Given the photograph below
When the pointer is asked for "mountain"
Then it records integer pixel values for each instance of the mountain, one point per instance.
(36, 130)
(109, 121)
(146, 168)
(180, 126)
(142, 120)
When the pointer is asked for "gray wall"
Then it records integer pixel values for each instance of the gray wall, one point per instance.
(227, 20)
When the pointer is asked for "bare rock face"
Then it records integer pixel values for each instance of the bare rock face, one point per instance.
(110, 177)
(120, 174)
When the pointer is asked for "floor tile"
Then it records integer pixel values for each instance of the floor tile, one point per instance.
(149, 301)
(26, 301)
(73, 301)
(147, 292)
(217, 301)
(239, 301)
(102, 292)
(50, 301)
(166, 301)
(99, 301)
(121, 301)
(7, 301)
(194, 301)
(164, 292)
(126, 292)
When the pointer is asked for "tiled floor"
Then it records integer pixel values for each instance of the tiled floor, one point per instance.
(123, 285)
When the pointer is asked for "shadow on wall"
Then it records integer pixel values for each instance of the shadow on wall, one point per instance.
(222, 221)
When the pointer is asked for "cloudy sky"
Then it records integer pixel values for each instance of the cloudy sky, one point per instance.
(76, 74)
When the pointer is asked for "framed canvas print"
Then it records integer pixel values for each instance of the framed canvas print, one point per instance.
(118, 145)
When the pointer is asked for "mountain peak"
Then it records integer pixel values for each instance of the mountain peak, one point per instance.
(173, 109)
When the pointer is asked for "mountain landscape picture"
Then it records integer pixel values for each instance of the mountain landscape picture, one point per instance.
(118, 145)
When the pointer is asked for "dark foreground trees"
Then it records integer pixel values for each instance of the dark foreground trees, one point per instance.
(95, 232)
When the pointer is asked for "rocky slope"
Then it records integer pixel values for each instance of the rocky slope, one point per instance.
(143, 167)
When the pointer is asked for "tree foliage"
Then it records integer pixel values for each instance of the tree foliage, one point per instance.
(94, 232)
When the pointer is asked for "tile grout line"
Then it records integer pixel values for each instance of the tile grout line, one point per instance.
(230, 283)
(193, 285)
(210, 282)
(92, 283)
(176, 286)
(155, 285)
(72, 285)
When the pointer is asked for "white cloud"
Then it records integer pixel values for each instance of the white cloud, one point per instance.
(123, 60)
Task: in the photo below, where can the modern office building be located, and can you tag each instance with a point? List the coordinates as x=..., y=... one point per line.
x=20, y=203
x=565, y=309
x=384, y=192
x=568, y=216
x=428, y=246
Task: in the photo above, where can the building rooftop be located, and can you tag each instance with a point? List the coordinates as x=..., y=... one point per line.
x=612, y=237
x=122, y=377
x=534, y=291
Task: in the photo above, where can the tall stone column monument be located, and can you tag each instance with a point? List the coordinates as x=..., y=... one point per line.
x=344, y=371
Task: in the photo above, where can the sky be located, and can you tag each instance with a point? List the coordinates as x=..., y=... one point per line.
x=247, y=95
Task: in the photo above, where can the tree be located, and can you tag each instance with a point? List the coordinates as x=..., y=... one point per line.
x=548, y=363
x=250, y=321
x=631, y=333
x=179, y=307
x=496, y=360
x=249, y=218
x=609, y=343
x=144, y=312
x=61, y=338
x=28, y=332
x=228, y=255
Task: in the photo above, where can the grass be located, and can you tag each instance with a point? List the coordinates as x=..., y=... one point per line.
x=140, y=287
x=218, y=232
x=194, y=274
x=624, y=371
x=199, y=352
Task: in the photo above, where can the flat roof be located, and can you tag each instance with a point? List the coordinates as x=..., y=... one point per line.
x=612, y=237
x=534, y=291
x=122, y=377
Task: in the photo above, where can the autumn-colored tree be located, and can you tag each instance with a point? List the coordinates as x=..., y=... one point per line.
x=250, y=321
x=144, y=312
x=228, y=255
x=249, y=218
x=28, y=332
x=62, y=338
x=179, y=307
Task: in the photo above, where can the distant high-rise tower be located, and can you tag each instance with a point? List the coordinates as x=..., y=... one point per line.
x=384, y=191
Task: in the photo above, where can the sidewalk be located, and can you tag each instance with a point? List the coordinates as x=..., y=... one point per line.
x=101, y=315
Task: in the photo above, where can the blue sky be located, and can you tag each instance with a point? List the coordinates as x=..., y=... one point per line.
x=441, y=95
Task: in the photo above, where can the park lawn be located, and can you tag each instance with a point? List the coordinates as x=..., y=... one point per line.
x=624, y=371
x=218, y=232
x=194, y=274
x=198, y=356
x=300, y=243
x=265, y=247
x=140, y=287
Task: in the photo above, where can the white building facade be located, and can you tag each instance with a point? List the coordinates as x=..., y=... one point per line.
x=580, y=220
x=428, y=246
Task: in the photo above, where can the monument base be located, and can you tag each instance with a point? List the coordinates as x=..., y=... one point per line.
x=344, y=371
————————
__Instruction__.
Copy exactly the lines of the listing above, beginning at the line with "Task: in the photo above, where can the grass" and ending at its final line; write out nothing else.

__Reply__.
Task: in the photo above, where can the grass be located, and can you tag each instance with a point? List the coordinates as x=..., y=... one point per line.
x=140, y=287
x=218, y=232
x=194, y=274
x=624, y=371
x=199, y=352
Task: in the photo above, where can the flat roof be located, and can you tag each instance with a point? List the coordinates as x=..., y=... one point per line.
x=612, y=237
x=534, y=291
x=122, y=377
Task: in the photo above, where can the autumn-colored tree be located, and can you tag each instance with a point? List the coordinates as x=..., y=... one point per line.
x=250, y=321
x=144, y=312
x=228, y=255
x=249, y=218
x=28, y=332
x=62, y=338
x=179, y=307
Task: in the photo above, where can the distant high-rise tower be located, and can you tag each instance with a point? List the coordinates as x=..., y=... one point per line.
x=384, y=191
Task: in the photo above, where can the sidewalk be located, and can you tag each instance with a point? List the coordinates as x=..., y=... one point per line.
x=101, y=315
Task: in the photo above, where can the blue sky be located, and can you tag each instance with a point? List the coordinates as x=..., y=... one point per line.
x=441, y=95
Task: in the photo above, where can the park lawn be located, and can you tag each instance with a point? List the coordinates as x=..., y=... one point per line.
x=624, y=371
x=218, y=232
x=194, y=274
x=198, y=356
x=300, y=243
x=265, y=247
x=140, y=287
Task: in the photo above, where can the white building facade be located, and can you tag each instance with a point? List the coordinates as x=..., y=... one point per line.
x=580, y=220
x=428, y=246
Task: in the photo above, where can the monument base be located, and can you tag each instance with a point? List the coordinates as x=..., y=... one point per line.
x=344, y=371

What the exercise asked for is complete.